You appear have decided to dismiss the "opinion" of HTTP experts on the
grounds that they are not statisticians (or, more perversely, that they
do not understand how HTTP works, which wouldn't be a rational
conclusion). In practice HTTP experts are responsible for tasks such al
load balancing servers, which they do, at least in part, based on the
results of a statistical analyses of logged data. Of course for load
balancing the pertinent data relates only to the servers, and can be
gathered accurately on those servers. And some effort is expended
examining the best strategies for gathering and analysing server logged
data.
HTTP experts are not antagonistic towards the notion of deriving client
statistics from server logs because they are ignorant of statistical
analysis (or distrust it). They don't believe it can be done because the
_understand_ the mechanisms of HTTP. And they conclude from that
understanding of the mechanism that the unknowables as so significant in
the problem of making deductions about the clients that the results of
any such attempt must be meaningless.
Taking, for example, just on aspect of HTTP communication; a request
from a client at point A is addressed to a resource on a sever on the
network at point B. What factors determine the route it will take? The
network was very explicitly designed such that the exact route taken by
any packet of data is unimportant, the decisions are made by a wide
diversity of software implementations based on conditions that are local
and transient. The request may take any available route, and subsequent
requests will not necessarily follow the same route.
Does the route matter? Yes, it must if intervening caches are going to
influence the likelihood of a request from point A making it as far as
the server at point B in order to be logged. You might decide that some
sort of 'average' route could be used in the statistical analyses, but
given a global network the permutations of possible routes is extremely
large (to say the least) so an average will significantly differ from
reality most of the time because of the range involved.

Records supplied:
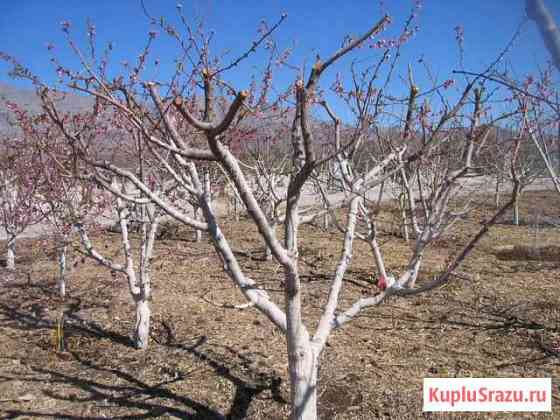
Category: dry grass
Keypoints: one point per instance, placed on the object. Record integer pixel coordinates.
(208, 362)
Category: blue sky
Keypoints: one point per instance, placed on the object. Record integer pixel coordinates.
(26, 26)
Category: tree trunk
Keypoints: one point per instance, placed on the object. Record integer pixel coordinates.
(197, 233)
(516, 213)
(303, 377)
(142, 328)
(497, 193)
(11, 253)
(62, 270)
(326, 220)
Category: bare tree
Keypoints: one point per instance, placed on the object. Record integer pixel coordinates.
(179, 135)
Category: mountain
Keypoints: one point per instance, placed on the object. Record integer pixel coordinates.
(28, 99)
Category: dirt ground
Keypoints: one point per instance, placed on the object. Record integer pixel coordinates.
(206, 361)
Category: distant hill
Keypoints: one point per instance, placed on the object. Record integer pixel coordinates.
(28, 99)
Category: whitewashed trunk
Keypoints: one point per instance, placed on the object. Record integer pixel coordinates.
(62, 271)
(142, 328)
(197, 232)
(404, 222)
(11, 254)
(497, 194)
(303, 377)
(326, 220)
(516, 213)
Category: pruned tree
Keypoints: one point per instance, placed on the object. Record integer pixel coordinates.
(179, 133)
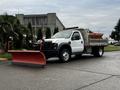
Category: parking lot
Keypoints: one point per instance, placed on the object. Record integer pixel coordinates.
(85, 73)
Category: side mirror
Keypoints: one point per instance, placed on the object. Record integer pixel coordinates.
(75, 38)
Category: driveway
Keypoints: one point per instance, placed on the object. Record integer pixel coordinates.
(85, 73)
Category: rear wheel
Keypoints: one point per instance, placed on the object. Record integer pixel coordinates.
(98, 52)
(78, 56)
(65, 55)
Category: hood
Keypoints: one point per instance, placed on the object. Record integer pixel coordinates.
(57, 40)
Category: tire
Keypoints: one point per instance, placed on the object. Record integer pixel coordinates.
(98, 52)
(78, 56)
(64, 55)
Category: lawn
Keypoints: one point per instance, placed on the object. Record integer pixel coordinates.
(110, 48)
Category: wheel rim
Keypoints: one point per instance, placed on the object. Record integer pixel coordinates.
(66, 56)
(100, 52)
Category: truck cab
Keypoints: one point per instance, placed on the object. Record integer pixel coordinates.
(65, 43)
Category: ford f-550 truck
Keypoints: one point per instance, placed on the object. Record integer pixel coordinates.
(74, 41)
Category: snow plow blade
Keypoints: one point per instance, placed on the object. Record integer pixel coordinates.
(28, 57)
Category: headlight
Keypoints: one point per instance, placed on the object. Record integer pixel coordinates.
(55, 45)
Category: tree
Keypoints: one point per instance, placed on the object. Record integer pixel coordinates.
(31, 31)
(39, 34)
(48, 33)
(55, 30)
(116, 33)
(6, 30)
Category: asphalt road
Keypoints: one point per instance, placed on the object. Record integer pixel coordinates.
(86, 73)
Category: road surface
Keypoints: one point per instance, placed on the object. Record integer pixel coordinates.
(86, 73)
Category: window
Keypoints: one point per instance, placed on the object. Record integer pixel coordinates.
(76, 36)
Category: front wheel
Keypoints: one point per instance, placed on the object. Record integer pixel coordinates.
(65, 55)
(98, 52)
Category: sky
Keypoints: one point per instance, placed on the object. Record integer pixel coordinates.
(96, 15)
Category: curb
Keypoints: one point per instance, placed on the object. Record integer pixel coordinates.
(4, 60)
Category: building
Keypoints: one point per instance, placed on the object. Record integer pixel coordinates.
(41, 21)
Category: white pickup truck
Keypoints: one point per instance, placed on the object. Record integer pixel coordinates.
(73, 41)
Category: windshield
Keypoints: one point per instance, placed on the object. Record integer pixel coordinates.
(63, 34)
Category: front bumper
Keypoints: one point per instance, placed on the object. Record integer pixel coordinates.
(50, 53)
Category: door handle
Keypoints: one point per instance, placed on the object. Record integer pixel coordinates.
(81, 41)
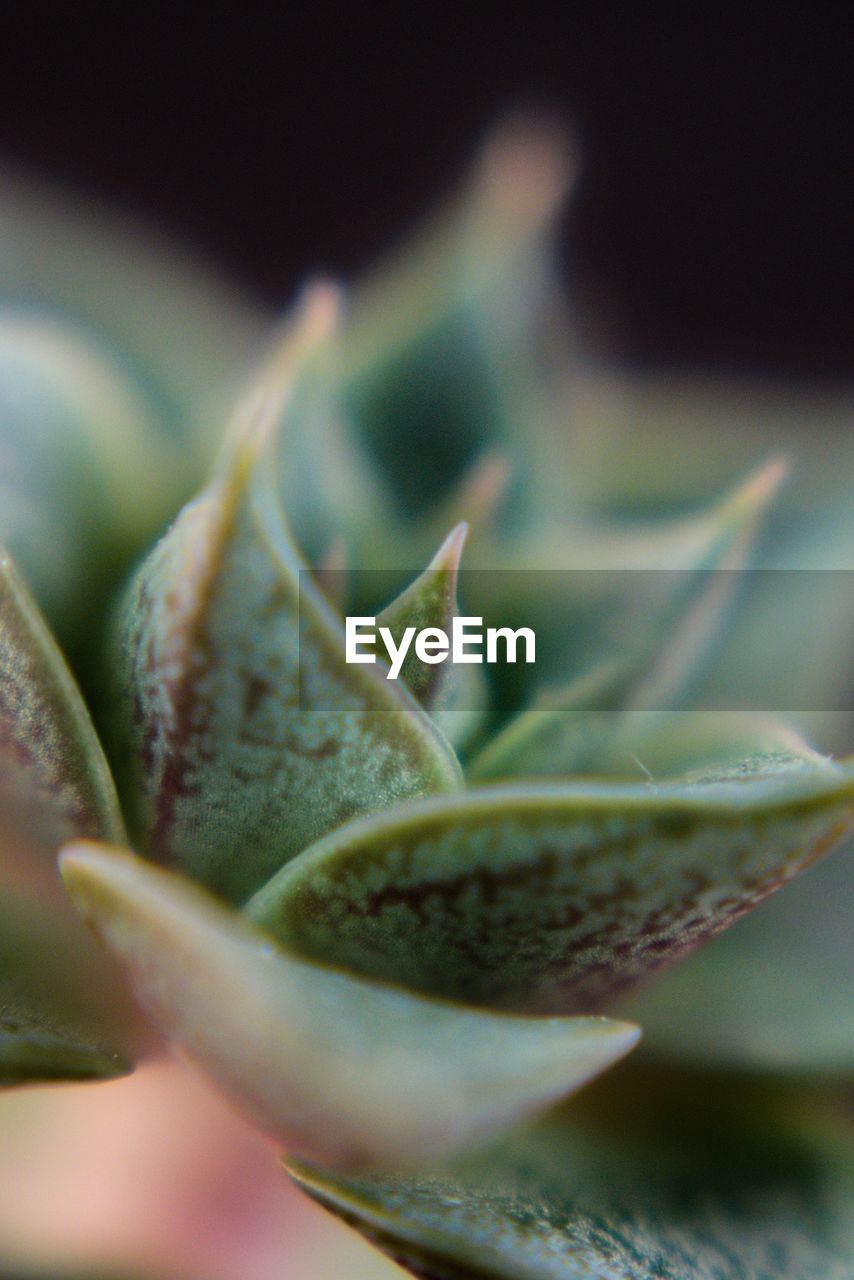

Parts of the exercise:
(a) Locate each line in the records that contains the string "trunk", matching case exactly, and copy those lines.
(b) Go on with the passage on HTTP server logs and client statistics, picking up after its final sentence.

Answers to the exercises:
(a)
Category: tree trunk
Category: whitewashed trunk

(b)
Having blurred the path taken by an HTTP request into some sort of
average or model it is necessary to apply the influence of the caches.
Do you know what caching software exists, in what versions, with what
sort of distribution, and in which configurations? No? Well nobody does,
there is no requirement to disclose (and the majority of operators of
such software war likely to regard the information as confidential).
And this is the nature of HTTP, layers of unknown influences sitting on
top of layers of unknown influences. The reality is that modelling the
Internet from server logs is going to be like trying to make a
mathematical model of a cloud, from the inside.
Incidentally, I like the notion of a "suitably motivated" statistician.
There are people selling, and people buying, browser usage statistics
that they maintain are statistically accurate, regardless of
impossibility of acquiring such statistics (and without saying a word as
to how they overcome (or claim to have overcome) the issues). But in a
world where people are willing to exchange money for such statistics
maybe some are "suitably motivated" to produce numbers regardless. And
so long as those numbers correspond with the expectations of the people
paying will their veracity be questioned? I am always reminded of Hand
Christian Anderson's "The Emperor's new clothes".
... . The other half is whether applied mathematics
can create a model of the system and accurately
predict outcomes based on data collected.
You cannot deny that there are systems where mathematical modelling
cannot predict outcomes based on data. You cannot predict the outcome of
the next dice roll from any number of observations of preceding dice
rolls, and chaos makes weather systems no more than broadly predictable
over relatively short periods.
I do not doubt your knowledge of Internet systems,
nor your ability to apply that to problems within
your realm if expertise, but I find your lack of
faith in statistical modeling disturbing...
<snip>
I think maybe you should do some research into HTTP before you place too
much faith in the applicability of statistical modelling to it.
...so I'll bet you aren't a statistician.
I think maybe you should do some research into HTTP before you place too
much faith in the applicability of statistical modelling to it.
No, it means you can't conceive a model that allows
for them (the issues).
Who would be the best people to conceive a model that took the issues
into account? Wouldn't that be the HTTP experts who understand the
system? The people most certain that it cannot be done.
Measurements made and analyzed without regard for
errors inherent in the system will be useless,
Useless is what they should be (though some may choose to employ them
regardless).
but the fact that you claim intimate knowledge
of those very errors means it is highly likely that
an accurate measurement system can be devised.
What is being clamed is not ultimate knowledge of errors but the
knowledge that the factors influencing those errors are both not
quantifiable and significant.
All that is required
All?
is a properly configured web page
"web page"? Are we talking HTML then?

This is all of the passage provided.